Provided text:
■ ■ ■ ■ ■ ■ ■
By a MetNews Staff Writer


A hearing is expected to be set today on a request by the Office of Los Angeles County District Attorney George Gascón to have a death sentence lifted in the case of a man convicted of the March 25, 1994, execution-style slayings two Marymount College students.

The killings—of a Japanese national and a U.S. citizen who had spent most of his life in Japan—prompted an apology to Japan by Walter Mondale, then ambassador to that nation, on behalf of President Bill Clinton.

 Gascón’s request is made pursuant to Penal Code §1172.1 which authorizes a district attorney to request a recall of a sentence and imposition of a new sentence, with a presumption in favor of granting relief. The matter is pending before Los Angeles Superior Court Judge William C. Ryan, the court’s specialist in resentencing.

Defendant Raymond Oscar Butler’s attorney, John Aquilina, and Deputy District Attorney Shelan Y. Joseph on July 11 filed a stipulation in which they noted that under the statute, the request can be granted in chambers, and that “if this Court grants the concurrently filed Recommendation for Resentencing, no hearing is needed.”

Should Ryan grant the request, the defendant, Butler will still be under a sentence of death imposed on May 11, 2012 by Los Angeles Superior Court Judge Ronald Coen, following a retrial, based on Butler having murdered a fellow jail inmate in 1995.
■ ■ ■ ■ ■ ■ ■
Objective A:
Identify every line in the listing that contains the string "tower", and copy each of those lines. Case counts.
■ ■ ■ ■ ■ ■ ■
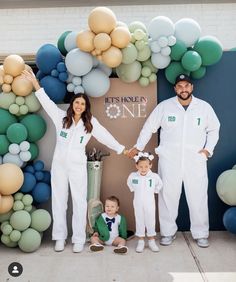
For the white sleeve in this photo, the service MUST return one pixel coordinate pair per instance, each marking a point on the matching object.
(129, 182)
(212, 131)
(49, 106)
(151, 126)
(158, 184)
(105, 137)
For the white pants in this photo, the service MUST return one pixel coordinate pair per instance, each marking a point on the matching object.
(76, 177)
(145, 218)
(193, 173)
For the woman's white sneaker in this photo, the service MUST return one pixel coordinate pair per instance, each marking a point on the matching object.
(59, 245)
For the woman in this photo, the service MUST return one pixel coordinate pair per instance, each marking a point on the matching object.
(74, 128)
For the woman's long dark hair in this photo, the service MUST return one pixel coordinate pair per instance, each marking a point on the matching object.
(86, 115)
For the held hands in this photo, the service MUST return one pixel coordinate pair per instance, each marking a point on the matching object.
(29, 75)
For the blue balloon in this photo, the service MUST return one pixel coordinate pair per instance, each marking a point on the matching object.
(41, 192)
(55, 89)
(29, 182)
(47, 58)
(39, 165)
(46, 177)
(229, 220)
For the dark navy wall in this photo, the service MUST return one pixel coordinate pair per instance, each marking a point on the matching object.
(218, 87)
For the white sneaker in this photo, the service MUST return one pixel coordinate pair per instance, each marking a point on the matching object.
(203, 242)
(153, 246)
(140, 246)
(167, 240)
(78, 248)
(60, 245)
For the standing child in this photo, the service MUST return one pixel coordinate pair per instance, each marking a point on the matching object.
(144, 183)
(110, 228)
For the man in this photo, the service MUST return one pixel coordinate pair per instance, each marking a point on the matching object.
(189, 133)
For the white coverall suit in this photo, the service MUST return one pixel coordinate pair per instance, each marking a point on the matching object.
(69, 166)
(183, 134)
(144, 188)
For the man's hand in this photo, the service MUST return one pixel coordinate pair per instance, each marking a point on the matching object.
(132, 152)
(203, 151)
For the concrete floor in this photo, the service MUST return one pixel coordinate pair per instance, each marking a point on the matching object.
(182, 261)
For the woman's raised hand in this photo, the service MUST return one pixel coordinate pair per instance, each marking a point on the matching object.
(29, 75)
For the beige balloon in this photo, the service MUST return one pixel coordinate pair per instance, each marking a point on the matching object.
(84, 40)
(112, 57)
(120, 37)
(21, 86)
(102, 19)
(11, 178)
(6, 88)
(102, 41)
(13, 65)
(6, 203)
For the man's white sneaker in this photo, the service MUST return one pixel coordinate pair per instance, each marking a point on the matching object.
(153, 246)
(203, 242)
(59, 245)
(167, 240)
(78, 248)
(140, 246)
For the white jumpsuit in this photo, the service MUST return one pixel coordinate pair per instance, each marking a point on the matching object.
(69, 166)
(144, 188)
(183, 134)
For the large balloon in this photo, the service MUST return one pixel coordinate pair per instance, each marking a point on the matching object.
(188, 31)
(210, 50)
(102, 19)
(11, 178)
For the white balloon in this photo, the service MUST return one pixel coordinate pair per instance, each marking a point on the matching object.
(188, 31)
(155, 47)
(160, 61)
(24, 146)
(166, 51)
(70, 41)
(160, 26)
(14, 149)
(96, 83)
(25, 156)
(78, 62)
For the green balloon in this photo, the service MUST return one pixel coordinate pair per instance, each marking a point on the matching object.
(6, 119)
(129, 73)
(5, 216)
(27, 199)
(34, 151)
(199, 73)
(173, 70)
(129, 54)
(35, 125)
(40, 220)
(32, 103)
(61, 41)
(225, 187)
(144, 54)
(17, 133)
(30, 240)
(178, 50)
(191, 61)
(6, 99)
(20, 220)
(15, 236)
(143, 81)
(7, 229)
(4, 144)
(210, 50)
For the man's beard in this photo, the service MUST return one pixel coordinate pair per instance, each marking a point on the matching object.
(184, 98)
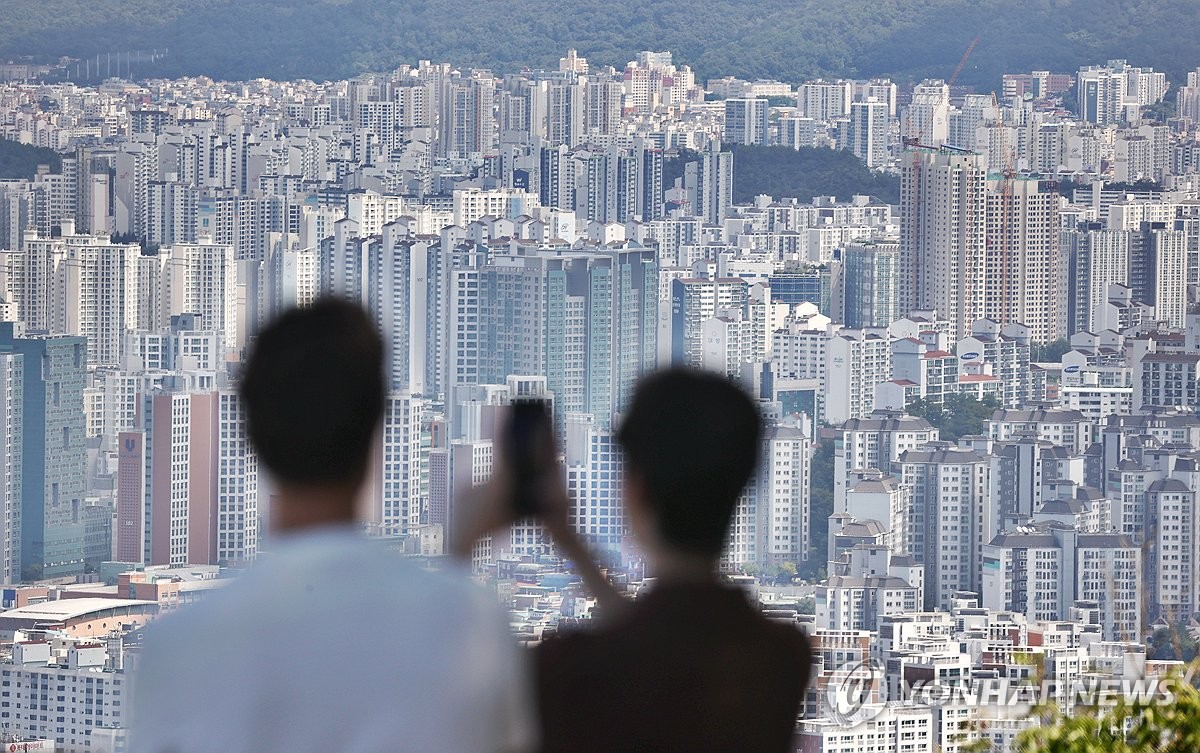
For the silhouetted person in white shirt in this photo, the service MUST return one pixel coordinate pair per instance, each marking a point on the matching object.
(329, 643)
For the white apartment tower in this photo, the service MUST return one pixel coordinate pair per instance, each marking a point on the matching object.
(943, 218)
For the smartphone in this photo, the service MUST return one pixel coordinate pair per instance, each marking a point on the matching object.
(529, 452)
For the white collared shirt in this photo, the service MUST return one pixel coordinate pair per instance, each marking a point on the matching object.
(334, 646)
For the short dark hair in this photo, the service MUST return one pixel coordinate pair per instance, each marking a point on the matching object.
(691, 438)
(313, 392)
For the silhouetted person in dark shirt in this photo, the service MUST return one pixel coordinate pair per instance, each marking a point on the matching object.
(691, 666)
(329, 644)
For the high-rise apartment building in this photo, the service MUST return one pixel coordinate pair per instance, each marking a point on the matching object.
(745, 121)
(869, 131)
(942, 239)
(870, 284)
(1023, 246)
(53, 453)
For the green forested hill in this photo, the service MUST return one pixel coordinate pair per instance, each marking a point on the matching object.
(791, 40)
(22, 161)
(783, 172)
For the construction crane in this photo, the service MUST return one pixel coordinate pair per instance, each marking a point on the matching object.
(1006, 212)
(963, 62)
(915, 142)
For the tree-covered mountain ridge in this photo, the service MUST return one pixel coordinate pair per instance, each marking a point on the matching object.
(786, 40)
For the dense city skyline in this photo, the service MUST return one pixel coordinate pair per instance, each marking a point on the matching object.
(558, 234)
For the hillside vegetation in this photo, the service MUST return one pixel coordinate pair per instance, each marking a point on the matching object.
(22, 161)
(790, 40)
(781, 172)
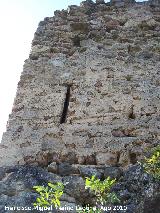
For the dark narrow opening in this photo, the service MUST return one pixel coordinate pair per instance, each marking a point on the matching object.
(66, 104)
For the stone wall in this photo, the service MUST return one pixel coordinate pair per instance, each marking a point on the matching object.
(107, 55)
(88, 97)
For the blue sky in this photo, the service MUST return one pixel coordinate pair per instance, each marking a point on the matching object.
(18, 22)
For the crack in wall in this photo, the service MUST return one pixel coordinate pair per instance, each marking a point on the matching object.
(66, 105)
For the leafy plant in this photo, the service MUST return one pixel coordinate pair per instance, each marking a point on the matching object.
(49, 195)
(152, 163)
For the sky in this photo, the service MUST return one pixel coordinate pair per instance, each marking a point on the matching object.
(18, 22)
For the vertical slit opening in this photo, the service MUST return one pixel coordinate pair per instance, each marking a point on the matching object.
(66, 104)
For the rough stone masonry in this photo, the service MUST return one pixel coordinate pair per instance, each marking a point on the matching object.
(88, 99)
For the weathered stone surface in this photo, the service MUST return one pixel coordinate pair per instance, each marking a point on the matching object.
(113, 172)
(88, 98)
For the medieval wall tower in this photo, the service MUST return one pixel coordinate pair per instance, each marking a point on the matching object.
(89, 93)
■ ■ ■ ■ ■ ■ ■
Objective B:
For each statement, say yes or no according to the news excerpt and quote the words from it that decide the answer: (i) Judge William C. Ryan is the Los Angeles Superior Court's specialist in resentencing. (ii) The slayings of the two Marymount College students took place in 1995. (iii) If Ryan grants the request, Butler will no longer be under any death sentence.

Correct answer A:
For the white apartment tower in this photo, the service MUST return one pixel coordinate pair per instance, each marking a point on the matching object.
For the medieval wall tower in this photo, the service MUST return one pixel coordinate pair per instance, each marking a point on the matching object.

Correct answer B:
(i) Yes: "The matter is pending before Los Angeles Superior Court Judge William C. Ryan, the court’s specialist in resentencing."
(ii) No: "the March 25, 1994, execution-style slayings"
(iii) No: "Butler will still be under a sentence of death imposed on May 11, 2012"